#### [GIVEN PASSAGE]
Our Habitat Stewardship Technician deploys a Songmeter within Pinery. A week later, this unit will be retrieved and redeployed to another location in the park. Sound files are removed from the unit at pickup and returned to the office for further processing and analysis.


Effective management of species at risk requires an understanding of both species’ habitat needs and the physical distribution of desired habitat. Our Songmeter Minis provide a lightweight solution allowing for acoustic monitoring of bird vocalizations and distribution throughout the park. Songmeters record the sounds of the surrounding birds from a fixed location creating an inventory of the species that occur.

These recordings reveal not only where the birds are, but also give us clues about activity, whether that be feeding, establishing territory, or chiseling out a nest cavity. However, we need to combine acoustic measures with in-field habitat measurements to understand what habitat features the birds require. During the breeding season, parkwide vegetation surveys and our monthly roadside Whip-poor-will survey help fill in these gaps.

Parkwide surveillance with Songmeters allows for the mapping of bird distribution. This map depicts the range of Red-headed Woodpeckers in Pinery through the 2021 breeding season. Woodpeckers appear confined mostly to the areas around Heritage, Riverside, and Wilderness Trails.

#### [DATA SUPPLIED]
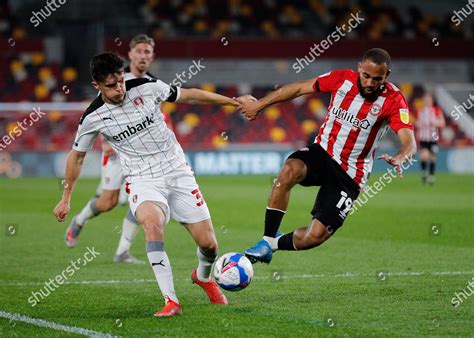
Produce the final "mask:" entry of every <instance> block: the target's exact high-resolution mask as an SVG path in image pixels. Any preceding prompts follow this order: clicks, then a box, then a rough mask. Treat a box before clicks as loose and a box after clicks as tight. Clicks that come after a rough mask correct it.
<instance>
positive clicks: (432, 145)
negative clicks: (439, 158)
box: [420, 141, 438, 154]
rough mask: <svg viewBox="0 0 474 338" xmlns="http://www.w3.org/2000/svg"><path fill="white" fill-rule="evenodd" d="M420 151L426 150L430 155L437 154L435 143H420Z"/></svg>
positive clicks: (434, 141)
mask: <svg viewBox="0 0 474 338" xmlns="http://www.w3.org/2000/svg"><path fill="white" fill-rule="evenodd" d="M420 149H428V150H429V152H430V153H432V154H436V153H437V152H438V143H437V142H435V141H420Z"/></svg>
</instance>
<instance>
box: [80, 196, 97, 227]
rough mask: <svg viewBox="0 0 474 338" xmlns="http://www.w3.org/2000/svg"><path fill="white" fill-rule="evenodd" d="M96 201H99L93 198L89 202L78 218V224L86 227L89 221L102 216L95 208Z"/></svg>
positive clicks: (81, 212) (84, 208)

* * *

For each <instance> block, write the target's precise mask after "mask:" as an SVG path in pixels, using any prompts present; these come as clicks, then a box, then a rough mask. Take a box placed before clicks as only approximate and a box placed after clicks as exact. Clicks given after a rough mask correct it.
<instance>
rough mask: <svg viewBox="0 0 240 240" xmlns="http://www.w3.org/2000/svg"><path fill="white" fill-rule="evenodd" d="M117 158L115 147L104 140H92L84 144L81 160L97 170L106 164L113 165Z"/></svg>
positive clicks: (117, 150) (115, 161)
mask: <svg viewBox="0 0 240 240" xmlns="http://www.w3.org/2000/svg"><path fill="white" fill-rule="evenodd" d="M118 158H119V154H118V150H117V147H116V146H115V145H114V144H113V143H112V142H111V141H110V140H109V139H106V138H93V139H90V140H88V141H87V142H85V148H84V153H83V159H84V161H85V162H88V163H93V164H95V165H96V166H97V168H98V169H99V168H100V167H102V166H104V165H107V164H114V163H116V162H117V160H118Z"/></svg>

==

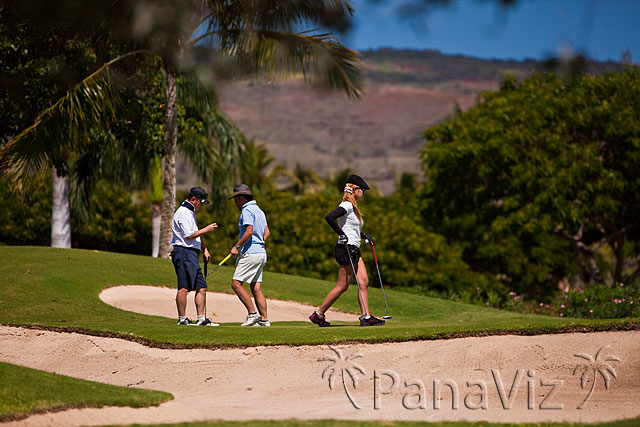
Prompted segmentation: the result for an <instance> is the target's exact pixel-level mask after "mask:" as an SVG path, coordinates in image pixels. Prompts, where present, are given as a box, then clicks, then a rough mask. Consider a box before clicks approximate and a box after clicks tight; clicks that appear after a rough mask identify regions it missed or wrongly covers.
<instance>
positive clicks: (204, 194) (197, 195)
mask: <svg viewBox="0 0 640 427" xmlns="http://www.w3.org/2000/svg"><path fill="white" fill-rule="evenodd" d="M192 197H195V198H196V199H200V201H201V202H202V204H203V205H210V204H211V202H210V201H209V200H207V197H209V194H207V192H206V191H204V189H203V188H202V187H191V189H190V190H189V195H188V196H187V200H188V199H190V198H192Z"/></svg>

#### [EXERCISE TASKS]
A – In the Songmeter passage above, condense the paragraph beginning "These recordings reveal not only" into a short bulleted list that keeps its main facts.
B – Pick up the Songmeter passage from its final sentence and write what comes next.

#### [OUTPUTS BY TASK]
A –
- Recordings show where birds are and give clues about their activity, such as feeding, establishing territory, or chiseling out a nest cavity.
- Acoustic measures must be combined with in-field habitat measurements to learn which habitat features the birds require.
- During the breeding season, parkwide vegetation surveys and the monthly roadside Whip-poor-will survey help fill in these gaps.

B –
Open and closed canopies are found in Pinery and may greatly influence woodpecker occurence. Our project’s Red-headed woodpecker survey aims to uncover the habitat features that are most predictive of woodpecker occupancy in Pinery.


Our first survey investigates the habitat requirements of Red-headed Woodpecker across areas of the park known to be occupied by woodpeckers in the past. While searching for woodpeckers, we take measurements of the surrounding vegetation, canopy openness, and snag density to uncover what components of the habitat most greatly influence woodpecker occurrence. If we can expose the features that are most related to woodpecker occurrence, we can use this information to replicate these conditions in other areas of the park.

The Eastern Whip-poor-will roadside survey conducted over the last decade allows us to examine the year over year changes in occupancy at different locations throughout Pinery. Generally, these surveys have revealed that the occupancy of whip-poor-will in the park is increasing by roughly 3.2 percent per year suggesting an overall improvement in the amount of suitable habitat within the park. It also shows where areas of decline may occur – typically in areas where the shrub layer has grown denser over time.

Our hope is to correlate this information with our parkwide acoustic surveillance and examine the effectiveness of roadside surveys in measuring the population of Eastern Whip-poor-will in Pinery.

Roadside Eastern Whip-poor-will surveys are conducted during the summer months at the height of the full moon. These surveys have been conducted by park staff for over ten years. This information reveals that the parks population of Eastern Whip-poor-will may already be growing!

Combined, acoustic and in-field monitoring of the birds and their habitats are used to guide future management plans aiming to recreate appropriate habitat for our target species within the park.


Direct Stewardship

Efforts to directly improve Red-headed Woodpecker and Eastern whip-poor-will success are underway in Pinery!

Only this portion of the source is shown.